RECORD EXCERPTS ->
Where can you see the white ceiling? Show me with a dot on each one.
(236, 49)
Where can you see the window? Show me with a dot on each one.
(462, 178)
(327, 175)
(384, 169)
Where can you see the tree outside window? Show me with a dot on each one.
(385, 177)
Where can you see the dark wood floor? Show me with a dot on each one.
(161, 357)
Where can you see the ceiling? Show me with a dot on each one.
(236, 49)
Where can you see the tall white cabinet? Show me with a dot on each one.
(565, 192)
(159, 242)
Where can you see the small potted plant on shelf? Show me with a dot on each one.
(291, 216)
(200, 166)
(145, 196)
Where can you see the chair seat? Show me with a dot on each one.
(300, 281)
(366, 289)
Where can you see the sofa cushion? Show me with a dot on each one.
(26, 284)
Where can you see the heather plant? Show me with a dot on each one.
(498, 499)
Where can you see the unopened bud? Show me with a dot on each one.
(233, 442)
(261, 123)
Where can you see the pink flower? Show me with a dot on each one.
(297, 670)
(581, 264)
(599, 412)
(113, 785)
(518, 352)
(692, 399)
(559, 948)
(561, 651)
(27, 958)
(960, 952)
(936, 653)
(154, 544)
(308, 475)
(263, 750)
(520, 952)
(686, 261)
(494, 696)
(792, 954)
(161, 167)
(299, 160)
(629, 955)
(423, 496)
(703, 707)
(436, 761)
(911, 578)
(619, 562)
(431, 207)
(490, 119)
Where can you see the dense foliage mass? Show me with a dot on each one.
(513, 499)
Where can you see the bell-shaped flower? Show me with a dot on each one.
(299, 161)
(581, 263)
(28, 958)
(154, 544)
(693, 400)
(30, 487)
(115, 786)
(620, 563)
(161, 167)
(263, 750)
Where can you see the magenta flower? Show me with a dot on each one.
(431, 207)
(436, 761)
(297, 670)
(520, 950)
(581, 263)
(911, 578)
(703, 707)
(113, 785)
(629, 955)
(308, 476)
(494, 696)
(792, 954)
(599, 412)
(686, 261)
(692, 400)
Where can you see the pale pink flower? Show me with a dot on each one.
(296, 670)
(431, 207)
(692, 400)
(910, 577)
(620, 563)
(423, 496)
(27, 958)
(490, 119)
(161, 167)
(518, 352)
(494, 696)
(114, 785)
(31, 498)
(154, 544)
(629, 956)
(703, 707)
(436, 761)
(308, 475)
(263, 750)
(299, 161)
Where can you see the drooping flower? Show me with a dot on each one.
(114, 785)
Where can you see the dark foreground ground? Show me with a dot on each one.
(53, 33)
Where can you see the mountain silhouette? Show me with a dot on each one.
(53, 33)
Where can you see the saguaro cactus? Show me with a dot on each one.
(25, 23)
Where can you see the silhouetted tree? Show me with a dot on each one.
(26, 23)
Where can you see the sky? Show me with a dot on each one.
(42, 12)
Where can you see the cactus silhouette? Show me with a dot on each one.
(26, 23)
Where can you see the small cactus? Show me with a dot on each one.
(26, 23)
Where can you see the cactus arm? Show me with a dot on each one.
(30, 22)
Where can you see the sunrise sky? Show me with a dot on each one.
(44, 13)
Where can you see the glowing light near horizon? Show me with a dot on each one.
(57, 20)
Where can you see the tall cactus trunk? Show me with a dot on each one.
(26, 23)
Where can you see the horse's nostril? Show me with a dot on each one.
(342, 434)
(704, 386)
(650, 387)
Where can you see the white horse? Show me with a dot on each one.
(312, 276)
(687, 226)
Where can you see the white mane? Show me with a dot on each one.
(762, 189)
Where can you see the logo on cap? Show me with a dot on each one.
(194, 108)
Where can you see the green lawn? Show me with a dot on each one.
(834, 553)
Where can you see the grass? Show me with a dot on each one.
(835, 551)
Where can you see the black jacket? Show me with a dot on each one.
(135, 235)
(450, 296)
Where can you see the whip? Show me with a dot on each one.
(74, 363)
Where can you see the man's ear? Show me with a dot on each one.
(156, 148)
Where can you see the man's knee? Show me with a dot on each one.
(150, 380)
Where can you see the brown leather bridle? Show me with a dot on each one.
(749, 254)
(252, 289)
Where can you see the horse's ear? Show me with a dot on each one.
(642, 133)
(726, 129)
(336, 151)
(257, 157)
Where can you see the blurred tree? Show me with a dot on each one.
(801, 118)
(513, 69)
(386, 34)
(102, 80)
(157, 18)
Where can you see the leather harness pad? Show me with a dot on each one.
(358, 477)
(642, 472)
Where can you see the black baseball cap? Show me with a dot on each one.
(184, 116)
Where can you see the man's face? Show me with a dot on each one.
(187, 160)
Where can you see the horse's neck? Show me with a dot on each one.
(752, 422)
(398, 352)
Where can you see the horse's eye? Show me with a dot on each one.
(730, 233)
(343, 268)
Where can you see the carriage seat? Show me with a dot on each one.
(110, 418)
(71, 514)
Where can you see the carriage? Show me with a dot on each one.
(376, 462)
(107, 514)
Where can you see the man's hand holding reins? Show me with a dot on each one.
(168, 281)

TASK DIRECTIONS -> Please repeat all of the data above, substituting "with a mark" for "with a dot" and leaving everything else unchanged.

ANSWER TO THE PROBLEM ->
Where can you see the white ceiling? Show me with a mark on each one.
(236, 49)
Where can you see the window? Show me with a mark on each one.
(462, 178)
(327, 175)
(384, 169)
Where can you see the tree outside window? Show me with a mark on each one.
(385, 177)
Where can you see the dark wood floor? Show me with a mark on each one.
(161, 357)
Where can you see the ceiling? Show me with a mark on each one.
(236, 49)
Where can you see the tall white cabinet? Show me with a mark on each one.
(565, 192)
(159, 242)
Where can you see the small potted plant on shelf? Show me with a mark on each one.
(291, 216)
(200, 166)
(145, 196)
Where can you see the chair seat? Show me with a mark on each one.
(300, 281)
(366, 289)
Where can you see the sofa cushion? Show me with a mark on each one.
(26, 284)
Where can you see the heather plant? Show me with a mark on each one.
(498, 499)
Where can you see the unopened bud? Show me with a mark on each one.
(233, 442)
(261, 123)
Where can you see the pink flower? Show me with a mark on each one.
(297, 670)
(581, 264)
(599, 412)
(113, 785)
(518, 352)
(692, 399)
(559, 948)
(561, 651)
(27, 958)
(960, 952)
(936, 653)
(154, 544)
(308, 475)
(263, 750)
(520, 952)
(686, 261)
(494, 696)
(792, 954)
(161, 167)
(299, 160)
(629, 955)
(423, 496)
(703, 707)
(436, 761)
(911, 578)
(619, 562)
(431, 207)
(490, 119)
Where can you see the dense foliage mass? Show me with a mark on each one.
(513, 499)
Where can you see the bell-shaped flower? Show me with a mark on each one.
(299, 161)
(581, 263)
(28, 958)
(154, 544)
(693, 400)
(30, 487)
(115, 786)
(620, 563)
(161, 167)
(263, 750)
Where can you see the magenta flower? Show me with a mark on each one.
(431, 207)
(436, 761)
(297, 670)
(520, 950)
(581, 263)
(911, 578)
(703, 707)
(113, 785)
(629, 955)
(308, 476)
(494, 696)
(792, 954)
(599, 412)
(686, 261)
(692, 400)
Where can you see the pale pink flower? Show me with a mark on each one.
(296, 670)
(431, 207)
(692, 400)
(910, 577)
(620, 563)
(423, 496)
(27, 958)
(490, 119)
(161, 167)
(518, 352)
(494, 696)
(114, 785)
(31, 498)
(154, 544)
(629, 956)
(703, 707)
(436, 761)
(308, 475)
(263, 750)
(299, 161)
Where can you see the drooping flower? Show me with a mark on each one.
(114, 785)
Where can you see the dark foreground ground? Show me with a mark on each one.
(53, 33)
Where can you see the mountain silhouette? Show me with a mark on each one.
(53, 33)
Where can you see the saguaro cactus? Show me with a mark on each one.
(25, 23)
Where can you see the silhouetted tree? Show me with a mark on each one.
(26, 23)
Where can you see the sky? Show me with a mark on each one.
(42, 12)
Where can you see the cactus silhouette? Show me with a mark on each one.
(26, 23)
Where can you see the small cactus? Show me with a mark on each one.
(26, 23)
Where can you see the cactus arm? Show me with a mark on each one.
(30, 22)
Where can you see the sunrise sky? Show me with a mark on each one.
(44, 13)
Where can you see the glowing light near horizon? Show me with a mark on each one.
(57, 20)
Where can you see the tall cactus trunk? Show me with a mark on each one.
(26, 23)
Where can you see the horse's nostril? Show me with a mark on each one.
(342, 434)
(704, 386)
(650, 387)
Where can you see the white horse? Show me with a mark on each one.
(312, 276)
(687, 226)
Where can you see the white mane? Show me with a mark on each one.
(762, 189)
Where can you see the logo on cap? Show me with a mark on each one.
(194, 108)
Where can you see the green lawn? Show me with a mark on each one.
(834, 553)
Where can you see the grass? Show me with a mark on each one.
(835, 551)
Where can you see the black jacket? Show me with a mark on each one.
(135, 235)
(450, 296)
Where can you see the whip? Show me with a mark on each one.
(74, 363)
Where can you see the man's ear? Show me with a mark on each one.
(156, 148)
Where can you see the man's knee? Show me with a mark on each one.
(150, 380)
Where can you see the brown leather bridle? Show me with a mark on each one.
(749, 254)
(252, 289)
Where can you see the horse's ear? Show me with a mark on each one.
(642, 133)
(726, 129)
(336, 151)
(257, 157)
Where can you see the blurred tree? Show me with a mark on each one.
(801, 118)
(513, 69)
(386, 34)
(102, 80)
(157, 18)
Where can you see the leather harness pad? Show me with a mark on each one.
(358, 477)
(642, 472)
Where can you see the black baseball cap? Show me with a mark on each one.
(184, 116)
Where can you see the man's face? Show me with a mark on each one.
(187, 160)
Where can you see the horse's neck? Show me with a mark on each one.
(752, 422)
(398, 352)
Where can you see the horse's eye? Show me with a mark on each one.
(730, 233)
(343, 268)
Where can you see the carriage seat? Show me with a mark on each one.
(110, 418)
(71, 514)
Where can you see the carriage? Show me with a mark on each one.
(376, 462)
(107, 514)
Where can you see the man's hand holding reins? Show me with a mark on each one.
(168, 281)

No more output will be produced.